**Passage given:**
%%

As I blogged here a couple of days ago, likely 2008 Democratic presidential candidates John Edwards and Barack Obama (I think he's running) participated in a Wake Up Wal-Mart teleconference.

Wake Up Wal-Mart is United Food & Commercial Workers funded activist group, it's an effort lead by former top Howard Dean campaign staffer Paul Blank.

I only became aware of this phenomenon a few days ago, but Sony's new Playstation3 was released this morning--many stores had hundreds of Playstation devotees lined up for blocks to get their hands on one.

Elizabeth Edwards, the former senator's wife, according to AP mentioned to an Edwards staffer that her younger children would want one. That staffer, according to John Edwards called his local Wal-Mart to see if he could get one--presumably by not waiting in line with "ordinary people."

From AP:

Wal-Mart Stores Inc. said Thursday that a staff member for former Sen. John Edwards -- a vocal critic of the retailer -- asked his local Wal-Mart store for help in getting the potential 2008 presidential candidate a Sony PlayStation3. Edwards said a volunteer did so by mistake.

%%

**Data supplied:**
%%

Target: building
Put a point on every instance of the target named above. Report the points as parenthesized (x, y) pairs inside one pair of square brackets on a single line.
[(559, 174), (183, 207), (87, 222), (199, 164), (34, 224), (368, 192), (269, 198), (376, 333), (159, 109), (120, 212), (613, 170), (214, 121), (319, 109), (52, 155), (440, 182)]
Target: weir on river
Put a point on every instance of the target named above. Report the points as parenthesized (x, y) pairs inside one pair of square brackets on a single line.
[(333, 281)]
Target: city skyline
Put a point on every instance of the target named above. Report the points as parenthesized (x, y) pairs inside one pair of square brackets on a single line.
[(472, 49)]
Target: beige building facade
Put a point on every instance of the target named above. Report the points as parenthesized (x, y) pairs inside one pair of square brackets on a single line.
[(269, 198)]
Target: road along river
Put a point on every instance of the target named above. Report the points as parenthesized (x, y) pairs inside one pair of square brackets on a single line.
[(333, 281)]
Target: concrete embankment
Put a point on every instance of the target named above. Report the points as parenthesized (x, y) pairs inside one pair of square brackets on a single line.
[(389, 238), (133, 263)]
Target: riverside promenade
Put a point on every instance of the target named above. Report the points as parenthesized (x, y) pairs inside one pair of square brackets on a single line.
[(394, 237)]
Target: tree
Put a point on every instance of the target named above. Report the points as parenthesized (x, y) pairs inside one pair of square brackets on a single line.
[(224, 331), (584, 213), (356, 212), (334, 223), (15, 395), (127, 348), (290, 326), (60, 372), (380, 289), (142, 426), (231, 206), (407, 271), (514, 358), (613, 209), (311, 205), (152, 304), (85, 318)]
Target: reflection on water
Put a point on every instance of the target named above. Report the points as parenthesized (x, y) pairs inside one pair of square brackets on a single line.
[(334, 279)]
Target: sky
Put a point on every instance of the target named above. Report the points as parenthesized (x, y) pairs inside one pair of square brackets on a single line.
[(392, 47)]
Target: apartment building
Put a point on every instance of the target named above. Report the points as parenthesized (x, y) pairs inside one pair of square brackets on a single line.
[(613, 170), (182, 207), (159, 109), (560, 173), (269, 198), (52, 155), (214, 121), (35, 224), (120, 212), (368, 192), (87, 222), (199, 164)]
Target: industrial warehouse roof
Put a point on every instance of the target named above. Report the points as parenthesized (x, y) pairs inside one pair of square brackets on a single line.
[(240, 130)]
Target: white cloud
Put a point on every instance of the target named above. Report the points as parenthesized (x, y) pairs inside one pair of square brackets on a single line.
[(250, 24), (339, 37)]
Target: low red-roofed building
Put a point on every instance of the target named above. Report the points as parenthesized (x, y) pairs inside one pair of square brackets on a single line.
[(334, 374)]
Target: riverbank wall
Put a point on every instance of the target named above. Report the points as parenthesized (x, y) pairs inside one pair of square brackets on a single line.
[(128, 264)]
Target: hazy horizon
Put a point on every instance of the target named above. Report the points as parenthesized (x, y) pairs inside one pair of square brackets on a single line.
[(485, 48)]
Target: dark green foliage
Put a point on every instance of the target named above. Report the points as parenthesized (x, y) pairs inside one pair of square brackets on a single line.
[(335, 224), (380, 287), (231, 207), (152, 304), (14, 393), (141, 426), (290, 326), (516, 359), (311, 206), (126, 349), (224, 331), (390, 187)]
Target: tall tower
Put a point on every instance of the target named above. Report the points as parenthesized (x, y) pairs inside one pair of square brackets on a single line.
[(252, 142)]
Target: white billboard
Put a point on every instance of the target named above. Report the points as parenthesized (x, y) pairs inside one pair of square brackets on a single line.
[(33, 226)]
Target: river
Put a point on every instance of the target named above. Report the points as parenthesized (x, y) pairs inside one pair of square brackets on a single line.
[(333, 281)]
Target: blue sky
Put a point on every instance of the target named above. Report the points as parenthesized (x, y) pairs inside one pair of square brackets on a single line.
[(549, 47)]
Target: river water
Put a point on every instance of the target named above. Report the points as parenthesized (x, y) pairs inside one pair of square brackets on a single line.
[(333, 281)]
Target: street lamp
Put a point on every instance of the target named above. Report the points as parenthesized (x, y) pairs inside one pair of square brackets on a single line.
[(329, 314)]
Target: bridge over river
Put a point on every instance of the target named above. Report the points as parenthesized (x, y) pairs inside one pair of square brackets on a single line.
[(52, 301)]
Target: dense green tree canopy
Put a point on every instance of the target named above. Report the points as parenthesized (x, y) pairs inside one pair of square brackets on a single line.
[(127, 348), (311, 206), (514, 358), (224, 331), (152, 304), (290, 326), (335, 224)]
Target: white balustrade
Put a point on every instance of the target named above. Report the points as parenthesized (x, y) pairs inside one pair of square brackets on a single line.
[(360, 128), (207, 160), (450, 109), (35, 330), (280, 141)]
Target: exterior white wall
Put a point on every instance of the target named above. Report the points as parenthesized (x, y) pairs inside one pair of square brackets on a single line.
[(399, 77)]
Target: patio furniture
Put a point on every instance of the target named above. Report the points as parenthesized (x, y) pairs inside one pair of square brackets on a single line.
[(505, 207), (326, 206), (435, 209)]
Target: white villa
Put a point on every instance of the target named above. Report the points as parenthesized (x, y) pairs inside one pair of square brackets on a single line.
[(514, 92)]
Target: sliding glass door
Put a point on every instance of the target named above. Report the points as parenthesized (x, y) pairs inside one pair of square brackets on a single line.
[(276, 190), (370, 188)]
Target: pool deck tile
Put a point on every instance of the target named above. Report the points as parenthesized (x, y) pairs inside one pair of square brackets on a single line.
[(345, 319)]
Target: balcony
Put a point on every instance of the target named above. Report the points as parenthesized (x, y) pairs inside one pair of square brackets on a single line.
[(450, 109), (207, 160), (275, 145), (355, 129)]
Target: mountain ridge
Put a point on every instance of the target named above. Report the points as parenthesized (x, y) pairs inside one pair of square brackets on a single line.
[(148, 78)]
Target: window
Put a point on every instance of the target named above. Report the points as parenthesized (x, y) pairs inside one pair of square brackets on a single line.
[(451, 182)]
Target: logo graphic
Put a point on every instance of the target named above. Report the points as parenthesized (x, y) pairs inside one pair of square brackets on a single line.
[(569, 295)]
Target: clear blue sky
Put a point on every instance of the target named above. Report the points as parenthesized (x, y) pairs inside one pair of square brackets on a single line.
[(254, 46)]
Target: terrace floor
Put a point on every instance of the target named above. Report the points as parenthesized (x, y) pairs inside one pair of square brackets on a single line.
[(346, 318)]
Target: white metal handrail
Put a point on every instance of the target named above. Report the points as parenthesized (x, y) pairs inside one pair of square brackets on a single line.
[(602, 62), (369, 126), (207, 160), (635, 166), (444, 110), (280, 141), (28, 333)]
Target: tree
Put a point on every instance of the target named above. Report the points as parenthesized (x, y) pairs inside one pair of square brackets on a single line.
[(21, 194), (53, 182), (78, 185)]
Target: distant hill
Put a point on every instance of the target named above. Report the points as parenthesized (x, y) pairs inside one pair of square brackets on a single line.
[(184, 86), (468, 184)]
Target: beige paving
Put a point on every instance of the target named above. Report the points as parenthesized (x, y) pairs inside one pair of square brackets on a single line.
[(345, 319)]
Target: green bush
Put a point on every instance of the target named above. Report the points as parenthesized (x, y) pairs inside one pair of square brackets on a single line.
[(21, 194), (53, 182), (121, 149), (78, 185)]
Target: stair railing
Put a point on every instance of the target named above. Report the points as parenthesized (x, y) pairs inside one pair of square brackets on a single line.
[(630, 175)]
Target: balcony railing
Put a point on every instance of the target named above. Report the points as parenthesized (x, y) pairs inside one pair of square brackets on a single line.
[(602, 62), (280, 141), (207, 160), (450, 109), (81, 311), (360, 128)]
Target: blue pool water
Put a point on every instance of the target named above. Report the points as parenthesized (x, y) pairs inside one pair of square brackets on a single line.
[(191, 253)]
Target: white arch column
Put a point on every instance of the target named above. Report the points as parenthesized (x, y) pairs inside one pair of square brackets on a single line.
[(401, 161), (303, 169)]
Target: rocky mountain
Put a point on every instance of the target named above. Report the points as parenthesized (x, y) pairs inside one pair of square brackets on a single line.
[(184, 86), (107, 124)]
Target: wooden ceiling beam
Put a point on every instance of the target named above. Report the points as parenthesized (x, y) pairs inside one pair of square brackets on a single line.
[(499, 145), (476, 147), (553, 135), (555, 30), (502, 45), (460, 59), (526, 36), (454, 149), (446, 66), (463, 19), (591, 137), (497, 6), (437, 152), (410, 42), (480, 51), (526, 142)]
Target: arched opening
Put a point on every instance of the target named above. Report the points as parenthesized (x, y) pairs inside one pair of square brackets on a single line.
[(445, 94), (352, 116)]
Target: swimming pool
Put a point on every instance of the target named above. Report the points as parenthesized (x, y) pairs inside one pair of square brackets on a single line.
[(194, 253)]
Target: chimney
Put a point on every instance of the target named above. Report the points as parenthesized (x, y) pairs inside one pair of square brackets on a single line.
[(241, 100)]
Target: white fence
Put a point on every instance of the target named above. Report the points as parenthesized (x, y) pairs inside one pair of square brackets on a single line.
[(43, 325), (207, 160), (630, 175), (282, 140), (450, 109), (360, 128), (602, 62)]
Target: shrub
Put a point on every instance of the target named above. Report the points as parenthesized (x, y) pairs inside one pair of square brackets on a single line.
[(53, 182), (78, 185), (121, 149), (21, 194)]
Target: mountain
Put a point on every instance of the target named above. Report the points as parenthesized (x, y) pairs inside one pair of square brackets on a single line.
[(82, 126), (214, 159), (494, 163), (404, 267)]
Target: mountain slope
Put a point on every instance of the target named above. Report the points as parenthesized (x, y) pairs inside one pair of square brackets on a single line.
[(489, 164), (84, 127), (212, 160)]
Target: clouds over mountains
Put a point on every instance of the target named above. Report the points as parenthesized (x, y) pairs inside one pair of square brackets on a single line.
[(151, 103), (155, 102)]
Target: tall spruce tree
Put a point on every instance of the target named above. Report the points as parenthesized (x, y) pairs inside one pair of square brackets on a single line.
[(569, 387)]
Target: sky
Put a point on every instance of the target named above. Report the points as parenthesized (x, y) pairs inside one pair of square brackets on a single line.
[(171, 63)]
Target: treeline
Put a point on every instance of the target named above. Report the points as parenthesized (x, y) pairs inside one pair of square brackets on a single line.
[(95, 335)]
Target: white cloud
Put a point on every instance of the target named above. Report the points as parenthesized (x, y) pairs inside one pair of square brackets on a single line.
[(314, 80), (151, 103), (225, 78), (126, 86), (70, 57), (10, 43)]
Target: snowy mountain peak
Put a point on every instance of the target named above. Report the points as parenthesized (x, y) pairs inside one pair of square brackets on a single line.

%%

**Required work:**
a) In the post about John Edwards and Wal-Mart, why did the Edwards staffer call a local Wal-Mart? Answer in one to three sentences.
b) Based on the post about John Edwards and Wal-Mart, answer yes or no for each statement and quote the words that decide it: (i) Wake Up Wal-Mart gets its funding from United Food & Commercial Workers. (ii) The author had known about the PlayStation3 craze for months. (iii) Edwards and Obama took part in a Wake Up Wal-Mart teleconference.
c) Pick up the post about John Edwards and Wal-Mart after its last sentence and keep it going.

**Responses per task:**
a) Elizabeth Edwards told an Edwards staffer that her younger children would want one of Sony's new PlayStation3 consoles. That staffer then called his local Wal-Mart to see if he could get one.

b)
(i) Yes: "Wake Up Wal-Mart is United Food & Commercial Workers funded activist group"
(ii) No: "I only became aware of this phenomenon a few days ago"
(iii) Yes: "participated in a Wake Up Wal-Mart teleconference"

c)
Edwards told The Associated Press that the volunteer "feels terrible" about seeking the game unit at Wal-Mart a day after his boss criticized the company, saying it doesn't treat its employees fairly.

"My wife, Elizabeth, wanted to get a Playstation3 for my young children. She mentioned it in front of one of my staff people," Edwards said. "That staff person mentioned it in front of a volunteer who said he would make an effort to get one. He was making an effort to go get one for himself.

"Elizabeth and I knew nothing about this. He feels terrible about this. He made a mistake, and he knows he should not have used my name," Edwards said.

At midnight, the Playstation3 devices went on sale.

Last night in Connecticut, two assailants shot a man during a mass robbery of Playstation3 enthusiasts. The victim, I just heard on a Fox News Channel report, is in stable condition.

But it sounds like a good personal injury lawsuit possibility for former Senator Edwards.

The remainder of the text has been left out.